(TRECHO DO TEXTO):
Enquanto explodem as graves denúncias de corrupção envolvendo gente muita próxima ao governo central, o ministro da Economia, Paulo Guedes, continua trabalhando para operar a contrarreforma da Previdência. A entrega da Previdência Social para o setor privado (assunto sobre o qual Guedes sonha dia e noite) foi uma das poucas medidas que o governo de Temer não conseguiu entregar aos patrocinadores do golpe, conforme estava combinado.
Muitos ingênuos estranham que a inspiração do governo, de contrarreforma da previdência, seja o modelo chileno, adotado há 37 anos, em plena ditadura sanguinária de Augusto Pinochet. Modelo que, do ponto de vista da população, foi um desastre. No país vizinho, cerca de 80% dos aposentados recebem menos de um salário mínimo (cerca de US$ 424) de benefício. Quase metade dos aposentados (44%) se encontra abaixo da linha da pobreza, ou seja, sobrevive com até US$ 5,5 por dia, ou R$ 660 por mês, segundo o critério do Banco Mundial. Os valores médios das aposentadorias correspondem a 33% do salário da ativa, segundo a Superintendência de Pensões do governo chileno. No caso das mulheres, o percentual cai para 25%. Um trabalhador (homem) que se aposente ganhando, por exemplo, US$ 700 por mês receberá US$ 231 de aposentadoria. Na previdência chilena a cobertura é razoável: 85% dos idosos recebem uma aposentadoria, mas o valor das pensões é muito baixo: 79% dos aposentados ganham menos que o salário mínimo.
Possivelmente é por conta deste contexto que o Chile se encontra na vergonhosa posição de primeiro lugar no número de suicídios entre os idosos. Decorrência direta do desespero de quem, após 30 ou 35 anos de trabalho duro, alocando 10% do seu salário para a aposentadoria, percebe que receberá uma soma inferior ao salário mínimo, insuficiente, às vezes para comprar os remédios necessários. É um modelo, portanto, que não deu certo para o povo chileno. Mas no Chile o modelo não foi adotado para “dar certo” para os trabalhadores e o povo em geral, e sim para garantir os lucros dos capitalistas. E deu mesmo “certo”: das seis Administradoras de Fundos de Pensão (AFPs) que administram a previdência chilena, cinco são controladas por empresas financeiras multinacionais: Principal Financial Group (EUA); Prudential Financial (EUA); MetLife (EUA); BTG Pactual (Brasil); Grupo Sura (Colômbia). Estes grupos administram 10 milhões de contas, e certamente estão faturando muito alto.

(INSTRUÇÕES DO EXERCÍCIO):
[1] Diga se cada afirmação concorda com o texto sobre a previdência, respondendo sim ou não e citando as palavras do texto que decidem a questão.
(a) O modelo chileno foi adotado há 37 anos.
(b) Para as mulheres, o valor médio das aposentadorias corresponde a 33% do salário da ativa.
(c) Todas as seis AFPs que administram a previdência chilena são controladas por empresas financeiras multinacionais.
[2] Reescreva o texto sobre a previdência de "Enquanto explodem as" a "conforme estava combinado.", trocando "Previdência Social" por "Seguridade Social".
[3] Responda com base no texto sobre a previdência:
(a) Segundo a Superintendência de Pensões do governo chileno, a quanto do salário da ativa correspondem os valores médios das aposentadorias?
(b) Que parte do salário o trabalhador chileno destina à aposentadoria?
(c) Quantas contas os grupos que controlam as AFPs administram?
O material que vem a seguir tem outra origem.

(DADOS FORNECIDOS):
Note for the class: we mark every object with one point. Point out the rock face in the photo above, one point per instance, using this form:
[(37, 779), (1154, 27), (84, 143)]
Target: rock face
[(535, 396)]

(RESPOSTAS DAS TAREFAS):
[1]
(a) Sim: "adotado há 37 anos, em plena ditadura sanguinária de Augusto Pinochet".
(b) Não: "No caso das mulheres, o percentual cai para 25%."
(c) Não: "das seis Administradoras de Fundos de Pensão (AFPs) que administram a previdência chilena, cinco são controladas por empresas financeiras multinacionais".

[2]
Enquanto explodem as graves denúncias de corrupção envolvendo gente muita próxima ao governo central, o ministro da Economia, Paulo Guedes, continua trabalhando para operar a contrarreforma da Previdência. A entrega da Seguridade Social para o setor privado (assunto sobre o qual Guedes sonha dia e noite) foi uma das poucas medidas que o governo de Temer não conseguiu entregar aos patrocinadores do golpe, conforme estava combinado.

[3]
(a) A 33%.
(b) 10%.
(c) 10 milhões.